Given passage start

1. GAUTAMA BUDDHA'S REVOLUTIONARY RELIGION
Gautama Buddha broke several conventions in his life. The religion propounded by him did not approve the practice of caste hierarchy. He did not support the Brahmanical Hindu religion. He did not think that soul existed as an independent entity to which karma was attached. He did not approve animal killing, and he insisted on the monks to be wholly celibate. His insistence on morals and ethics, not on ritual purity, was something revolutionary at that time in India. He insisted that everyone should work out his or her salvation on his or her own. Help from others is of no avail in this regard, he declared. However, his categorization of people into two groups, monks and the laity, and declaration that the monks had the chance of attaining nirvana sooner than the laity, established a two-tier system, even when the caste hierarchy was removed.
Buddha wanted his followers to be well versed in Scriptures and be in a position to teach with clarity. Gautama Buddha has, on several occasions, emphasized the need to have good language skills (fluent speaking, in particular) and diligent wisdom or knowledge. A monk who is fluent in the language and who is knowledgeable may be a student under another only for five years. Then he graduates to become a teacher himself. On the other hand, persons not able to speak fluently and who demonstrate no knowledge will remain students all their lives.
2. EMBRACING DIALECTS
One of the most significant aspects of Buddhism is that it embraced dialects without any hesitation as fit vehicles for its scriptures. Gautama Buddha, thus, inaugurated a linguistic revolution. This position of Gautama Buddha was against the tradition of holding Sanskrit as the most sacred, if not the only sacred language, for Hindu Scriptures. Early Buddhist scriptures were all written in Pali, perhaps the dialect spoken by Gautama Buddha himself. Although Pali, thus, acquired an important place in Buddhism, the Buddhist monks and scholars were encouraged to use the dialects and languages of the people whom they were trying to lead to the Buddha Marga.

Given passage end
Material for this task start

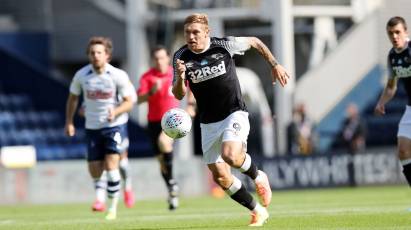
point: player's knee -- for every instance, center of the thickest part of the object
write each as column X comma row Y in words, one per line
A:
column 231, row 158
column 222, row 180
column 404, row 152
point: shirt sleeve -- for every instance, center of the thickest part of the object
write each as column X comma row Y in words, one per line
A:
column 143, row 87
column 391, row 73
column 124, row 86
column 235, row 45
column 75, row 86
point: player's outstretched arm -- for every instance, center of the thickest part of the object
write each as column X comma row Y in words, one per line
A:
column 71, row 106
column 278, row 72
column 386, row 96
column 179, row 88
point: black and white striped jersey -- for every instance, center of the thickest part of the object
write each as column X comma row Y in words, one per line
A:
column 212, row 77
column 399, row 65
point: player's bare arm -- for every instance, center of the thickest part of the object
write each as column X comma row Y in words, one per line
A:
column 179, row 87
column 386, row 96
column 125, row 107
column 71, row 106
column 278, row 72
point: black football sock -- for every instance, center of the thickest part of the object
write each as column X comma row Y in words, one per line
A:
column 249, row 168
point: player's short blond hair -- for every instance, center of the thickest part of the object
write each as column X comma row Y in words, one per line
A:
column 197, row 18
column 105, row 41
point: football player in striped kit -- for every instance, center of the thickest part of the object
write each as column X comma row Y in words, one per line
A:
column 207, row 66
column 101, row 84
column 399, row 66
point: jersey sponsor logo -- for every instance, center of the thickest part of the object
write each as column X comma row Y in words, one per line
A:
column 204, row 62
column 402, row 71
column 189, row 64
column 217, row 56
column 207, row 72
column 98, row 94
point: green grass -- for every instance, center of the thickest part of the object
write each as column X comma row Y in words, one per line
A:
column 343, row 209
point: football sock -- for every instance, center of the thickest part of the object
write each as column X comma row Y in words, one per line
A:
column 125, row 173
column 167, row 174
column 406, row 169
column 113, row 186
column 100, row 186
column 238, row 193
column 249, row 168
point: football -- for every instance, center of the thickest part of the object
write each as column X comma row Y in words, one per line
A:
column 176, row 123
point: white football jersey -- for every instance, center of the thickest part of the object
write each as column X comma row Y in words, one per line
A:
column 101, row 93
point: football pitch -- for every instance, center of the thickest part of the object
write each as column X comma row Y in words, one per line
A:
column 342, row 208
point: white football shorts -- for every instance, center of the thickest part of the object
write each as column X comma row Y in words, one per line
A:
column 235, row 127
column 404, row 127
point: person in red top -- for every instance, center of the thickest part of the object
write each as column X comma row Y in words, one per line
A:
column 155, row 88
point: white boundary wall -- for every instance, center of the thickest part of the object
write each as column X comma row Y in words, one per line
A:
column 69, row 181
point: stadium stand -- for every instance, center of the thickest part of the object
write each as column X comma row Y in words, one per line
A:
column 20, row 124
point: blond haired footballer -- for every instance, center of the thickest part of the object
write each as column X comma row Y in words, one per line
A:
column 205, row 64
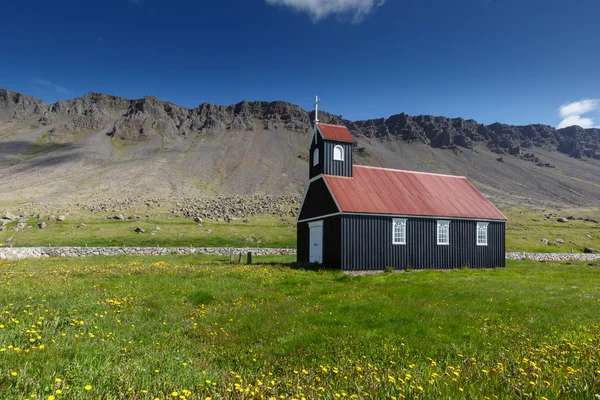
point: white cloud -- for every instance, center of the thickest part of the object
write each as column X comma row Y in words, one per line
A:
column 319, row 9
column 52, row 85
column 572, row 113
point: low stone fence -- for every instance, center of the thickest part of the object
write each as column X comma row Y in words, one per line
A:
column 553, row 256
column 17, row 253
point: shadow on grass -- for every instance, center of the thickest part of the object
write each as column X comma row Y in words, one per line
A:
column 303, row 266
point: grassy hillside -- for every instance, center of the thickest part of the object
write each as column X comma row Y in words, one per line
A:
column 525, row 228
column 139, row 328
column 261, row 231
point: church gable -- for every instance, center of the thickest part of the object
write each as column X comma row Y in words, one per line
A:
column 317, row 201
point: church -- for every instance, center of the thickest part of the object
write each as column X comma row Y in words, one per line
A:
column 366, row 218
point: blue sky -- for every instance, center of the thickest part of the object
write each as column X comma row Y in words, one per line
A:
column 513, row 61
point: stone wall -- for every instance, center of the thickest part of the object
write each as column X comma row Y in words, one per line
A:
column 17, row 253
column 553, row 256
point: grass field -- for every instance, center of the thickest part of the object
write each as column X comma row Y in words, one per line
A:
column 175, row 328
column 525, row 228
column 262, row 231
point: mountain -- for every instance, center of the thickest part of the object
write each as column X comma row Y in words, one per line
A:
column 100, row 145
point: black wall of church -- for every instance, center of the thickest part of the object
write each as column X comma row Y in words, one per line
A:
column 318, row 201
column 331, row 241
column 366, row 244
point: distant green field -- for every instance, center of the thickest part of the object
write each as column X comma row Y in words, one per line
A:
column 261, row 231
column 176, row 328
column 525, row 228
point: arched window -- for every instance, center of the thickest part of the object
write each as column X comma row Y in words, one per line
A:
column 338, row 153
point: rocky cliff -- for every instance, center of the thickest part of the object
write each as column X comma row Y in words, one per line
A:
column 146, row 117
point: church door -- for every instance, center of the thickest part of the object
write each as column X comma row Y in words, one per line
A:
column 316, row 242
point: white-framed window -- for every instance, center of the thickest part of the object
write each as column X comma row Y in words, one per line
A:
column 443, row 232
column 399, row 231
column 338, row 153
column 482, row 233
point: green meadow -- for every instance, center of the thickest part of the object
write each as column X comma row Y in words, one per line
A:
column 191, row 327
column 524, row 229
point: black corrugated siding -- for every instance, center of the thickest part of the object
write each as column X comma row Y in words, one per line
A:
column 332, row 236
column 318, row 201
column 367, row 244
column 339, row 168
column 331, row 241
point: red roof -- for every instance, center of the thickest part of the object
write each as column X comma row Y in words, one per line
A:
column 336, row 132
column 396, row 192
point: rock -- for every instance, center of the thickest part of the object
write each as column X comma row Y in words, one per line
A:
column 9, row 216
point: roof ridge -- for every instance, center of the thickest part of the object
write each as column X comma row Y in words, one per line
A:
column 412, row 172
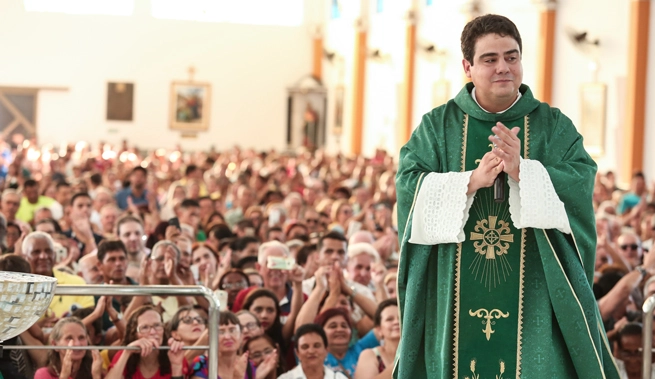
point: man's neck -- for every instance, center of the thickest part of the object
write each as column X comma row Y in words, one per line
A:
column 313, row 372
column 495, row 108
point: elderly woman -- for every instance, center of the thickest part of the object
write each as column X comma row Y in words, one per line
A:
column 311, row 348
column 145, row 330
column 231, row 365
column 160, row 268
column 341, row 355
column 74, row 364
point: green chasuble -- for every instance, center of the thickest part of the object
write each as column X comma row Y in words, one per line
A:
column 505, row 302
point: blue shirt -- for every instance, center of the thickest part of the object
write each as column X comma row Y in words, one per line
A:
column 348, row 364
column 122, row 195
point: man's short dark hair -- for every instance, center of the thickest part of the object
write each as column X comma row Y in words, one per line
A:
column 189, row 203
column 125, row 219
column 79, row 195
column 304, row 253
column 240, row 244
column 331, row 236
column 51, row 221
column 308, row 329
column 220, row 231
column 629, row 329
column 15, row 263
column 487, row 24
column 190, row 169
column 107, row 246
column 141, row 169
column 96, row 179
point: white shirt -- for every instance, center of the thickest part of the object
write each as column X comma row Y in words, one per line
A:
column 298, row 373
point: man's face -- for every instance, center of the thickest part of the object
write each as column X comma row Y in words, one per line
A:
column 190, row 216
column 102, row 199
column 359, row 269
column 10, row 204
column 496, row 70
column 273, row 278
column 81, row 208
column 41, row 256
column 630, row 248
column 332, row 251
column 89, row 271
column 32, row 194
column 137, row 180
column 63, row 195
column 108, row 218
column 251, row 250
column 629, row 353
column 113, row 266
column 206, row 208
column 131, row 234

Material for this task end
Material for this task start

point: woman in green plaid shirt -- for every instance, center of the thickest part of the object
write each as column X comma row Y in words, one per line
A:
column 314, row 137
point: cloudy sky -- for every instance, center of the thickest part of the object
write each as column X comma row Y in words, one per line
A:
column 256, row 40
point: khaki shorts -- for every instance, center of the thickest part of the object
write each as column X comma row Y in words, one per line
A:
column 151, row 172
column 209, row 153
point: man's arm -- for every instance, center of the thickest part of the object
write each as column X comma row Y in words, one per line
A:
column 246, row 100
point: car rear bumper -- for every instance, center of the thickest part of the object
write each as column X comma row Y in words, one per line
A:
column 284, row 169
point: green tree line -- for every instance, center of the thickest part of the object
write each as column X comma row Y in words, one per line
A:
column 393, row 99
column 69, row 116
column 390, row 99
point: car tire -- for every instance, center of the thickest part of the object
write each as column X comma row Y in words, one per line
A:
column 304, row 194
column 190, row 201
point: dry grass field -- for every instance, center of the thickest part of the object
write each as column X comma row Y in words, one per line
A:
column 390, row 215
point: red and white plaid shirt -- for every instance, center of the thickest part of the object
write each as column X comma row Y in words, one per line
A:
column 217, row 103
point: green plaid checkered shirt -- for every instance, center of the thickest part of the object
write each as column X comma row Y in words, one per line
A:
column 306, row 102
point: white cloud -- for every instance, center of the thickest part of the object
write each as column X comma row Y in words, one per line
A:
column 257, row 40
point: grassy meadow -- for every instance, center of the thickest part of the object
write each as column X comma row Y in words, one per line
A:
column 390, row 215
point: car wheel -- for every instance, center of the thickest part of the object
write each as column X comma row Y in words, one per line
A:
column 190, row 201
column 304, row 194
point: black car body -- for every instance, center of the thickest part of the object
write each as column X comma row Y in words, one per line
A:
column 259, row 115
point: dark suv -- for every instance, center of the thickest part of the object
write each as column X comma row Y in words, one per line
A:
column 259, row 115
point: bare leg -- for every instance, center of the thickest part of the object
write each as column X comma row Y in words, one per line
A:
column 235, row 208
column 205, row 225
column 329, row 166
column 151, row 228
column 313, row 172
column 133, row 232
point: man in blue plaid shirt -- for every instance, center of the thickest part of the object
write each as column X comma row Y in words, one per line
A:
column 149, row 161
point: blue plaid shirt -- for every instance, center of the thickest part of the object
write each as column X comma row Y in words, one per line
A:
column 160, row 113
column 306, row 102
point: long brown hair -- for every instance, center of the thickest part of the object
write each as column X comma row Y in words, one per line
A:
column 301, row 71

Material for this task end

- [To do]
[a] From the passage on Buddhism, rewrite the paragraph beginning "Buddha wanted his followers" as a short bulleted list that keeps its main facts.
[b] In the first block of rows, give the lines from the one holding "point: mountain -- for" through the one holding "column 396, row 192", inclusive, as a numbered list with blank lines left out.

- [Worked solutions]
[a]
- Buddha wanted his followers to know the Scriptures well and to teach them clearly.
- On several occasions he stressed good language skills, especially fluent speaking, along with diligent wisdom or knowledge.
- A fluent, knowledgeable monk may study under another for only five years and then becomes a teacher.
- Those who cannot speak fluently and show no knowledge remain students all their lives.

[b]
1. point: mountain -- for every instance, center of the thickest part of the object
2. write each as column X comma row Y in words, one per line
3. A:
4. column 100, row 145
5. point: black wall of church -- for every instance, center of the thickest part of the object
6. write each as column X comma row Y in words, one per line
7. A:
8. column 318, row 201
9. column 331, row 241
10. column 366, row 244
11. point: distant green field -- for every instance, center of the thickest part of the object
12. write each as column X comma row Y in words, one per line
13. A:
14. column 261, row 231
15. column 176, row 328
16. column 525, row 228
17. point: arched window -- for every instance, center of the thickest part of the object
18. write each as column X comma row Y in words, one per line
19. A:
20. column 338, row 153
21. point: rocky cliff -- for every instance, center of the thickest part of the object
22. write each as column X comma row Y in words, one per line
23. A:
24. column 146, row 117
25. point: church door -- for every instance, center of the thickest part of the object
26. write each as column X comma row Y in words, one per line
27. A:
28. column 316, row 242
29. point: white-framed window -- for every instance, center of the thickest part of the object
30. write each as column X comma row Y in words, one per line
31. A:
32. column 443, row 232
33. column 399, row 231
34. column 338, row 153
35. column 482, row 233
36. point: green meadow -- for every instance, center of the thickest part of the object
37. write each as column X comma row Y in words, one per line
38. A:
39. column 191, row 327
40. column 524, row 229
41. point: black corrugated siding -- for every instance, center of the thickest part of the object
42. write each as column X comma row Y in words, one per line
43. A:
44. column 332, row 236
45. column 318, row 201
46. column 367, row 244
47. column 339, row 168
48. column 331, row 241
49. point: red roof -- for every instance, center of the thickest part of the object
50. write each as column X comma row Y in words, one per line
51. A:
52. column 336, row 132
53. column 396, row 192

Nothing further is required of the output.